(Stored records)
□ □ □ □ □
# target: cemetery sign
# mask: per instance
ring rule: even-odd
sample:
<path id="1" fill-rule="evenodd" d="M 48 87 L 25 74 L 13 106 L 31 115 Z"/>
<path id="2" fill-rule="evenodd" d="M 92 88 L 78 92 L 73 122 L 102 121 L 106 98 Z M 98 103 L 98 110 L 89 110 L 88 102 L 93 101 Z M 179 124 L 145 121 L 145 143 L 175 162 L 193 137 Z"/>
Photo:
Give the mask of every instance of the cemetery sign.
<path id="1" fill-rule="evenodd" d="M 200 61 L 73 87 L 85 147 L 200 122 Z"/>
□ □ □ □ □
WHAT IS EXPECTED: When answering, write out each of the lines above exactly as given.

OUTPUT:
# target: cemetery sign
# mask: per instance
ring rule: even-odd
sample:
<path id="1" fill-rule="evenodd" d="M 48 87 L 25 74 L 13 106 L 31 115 Z"/>
<path id="2" fill-rule="evenodd" d="M 92 88 L 78 92 L 73 122 L 102 121 L 106 98 Z M 98 103 L 98 110 L 89 110 L 88 102 L 93 101 Z M 179 124 L 145 121 L 145 143 L 175 162 L 193 137 Z"/>
Photo:
Give the mask of every instance of the cemetery sign.
<path id="1" fill-rule="evenodd" d="M 200 61 L 73 87 L 85 147 L 200 122 Z"/>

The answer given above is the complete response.